Task requirements:
Where does the word "grass" show up in the records? Copy every line that holds it.

------------------------------------------------------------

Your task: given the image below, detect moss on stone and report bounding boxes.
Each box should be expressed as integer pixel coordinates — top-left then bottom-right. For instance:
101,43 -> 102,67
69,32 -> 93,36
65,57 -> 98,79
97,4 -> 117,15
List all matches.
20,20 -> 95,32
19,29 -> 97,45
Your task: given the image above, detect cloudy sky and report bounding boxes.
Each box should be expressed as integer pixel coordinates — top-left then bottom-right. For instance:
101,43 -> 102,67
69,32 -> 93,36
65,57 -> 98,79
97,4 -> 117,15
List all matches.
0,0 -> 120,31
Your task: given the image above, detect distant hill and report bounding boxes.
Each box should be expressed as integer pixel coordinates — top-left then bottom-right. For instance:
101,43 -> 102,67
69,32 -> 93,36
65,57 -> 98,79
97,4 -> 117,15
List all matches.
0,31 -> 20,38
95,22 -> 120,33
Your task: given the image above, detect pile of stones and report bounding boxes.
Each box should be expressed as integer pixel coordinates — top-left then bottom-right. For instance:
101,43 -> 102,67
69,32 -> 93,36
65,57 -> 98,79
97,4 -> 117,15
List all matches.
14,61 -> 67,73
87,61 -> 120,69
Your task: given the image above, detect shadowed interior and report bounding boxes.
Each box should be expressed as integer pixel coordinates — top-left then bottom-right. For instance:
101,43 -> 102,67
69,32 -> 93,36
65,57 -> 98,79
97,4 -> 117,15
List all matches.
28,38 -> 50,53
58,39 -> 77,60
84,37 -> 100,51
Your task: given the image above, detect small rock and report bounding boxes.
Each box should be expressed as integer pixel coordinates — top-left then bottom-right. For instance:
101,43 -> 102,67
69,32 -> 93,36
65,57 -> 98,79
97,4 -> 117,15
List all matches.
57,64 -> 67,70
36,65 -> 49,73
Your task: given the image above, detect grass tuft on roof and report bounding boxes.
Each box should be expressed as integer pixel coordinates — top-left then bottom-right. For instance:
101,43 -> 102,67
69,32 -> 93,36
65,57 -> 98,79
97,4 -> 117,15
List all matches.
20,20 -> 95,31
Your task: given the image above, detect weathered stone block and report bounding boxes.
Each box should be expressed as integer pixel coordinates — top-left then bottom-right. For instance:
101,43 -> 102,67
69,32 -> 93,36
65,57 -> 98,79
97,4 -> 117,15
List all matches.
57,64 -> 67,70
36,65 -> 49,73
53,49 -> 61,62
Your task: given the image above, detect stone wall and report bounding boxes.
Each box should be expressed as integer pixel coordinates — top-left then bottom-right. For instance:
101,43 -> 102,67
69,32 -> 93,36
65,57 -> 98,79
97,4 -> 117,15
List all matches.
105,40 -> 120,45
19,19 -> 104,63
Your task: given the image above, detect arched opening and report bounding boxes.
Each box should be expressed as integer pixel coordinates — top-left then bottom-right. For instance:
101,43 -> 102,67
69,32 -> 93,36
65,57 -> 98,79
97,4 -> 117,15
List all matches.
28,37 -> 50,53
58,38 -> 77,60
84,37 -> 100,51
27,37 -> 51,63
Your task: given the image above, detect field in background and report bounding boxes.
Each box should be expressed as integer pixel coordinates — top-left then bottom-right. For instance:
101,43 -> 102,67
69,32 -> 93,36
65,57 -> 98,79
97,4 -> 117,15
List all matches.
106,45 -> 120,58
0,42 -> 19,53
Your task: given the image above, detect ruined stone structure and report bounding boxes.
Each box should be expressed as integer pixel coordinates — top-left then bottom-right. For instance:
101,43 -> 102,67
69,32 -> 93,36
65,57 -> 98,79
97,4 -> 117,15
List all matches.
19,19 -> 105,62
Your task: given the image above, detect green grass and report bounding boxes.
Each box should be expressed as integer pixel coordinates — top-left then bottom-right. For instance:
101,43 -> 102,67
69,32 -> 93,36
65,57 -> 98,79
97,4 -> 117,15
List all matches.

------------------------------------------------------------

Output of the task:
Your task: given the image above, detect grass tuft on roof and report bounding boxes.
Your task: given the image above, detect green grass and report bounding boxes.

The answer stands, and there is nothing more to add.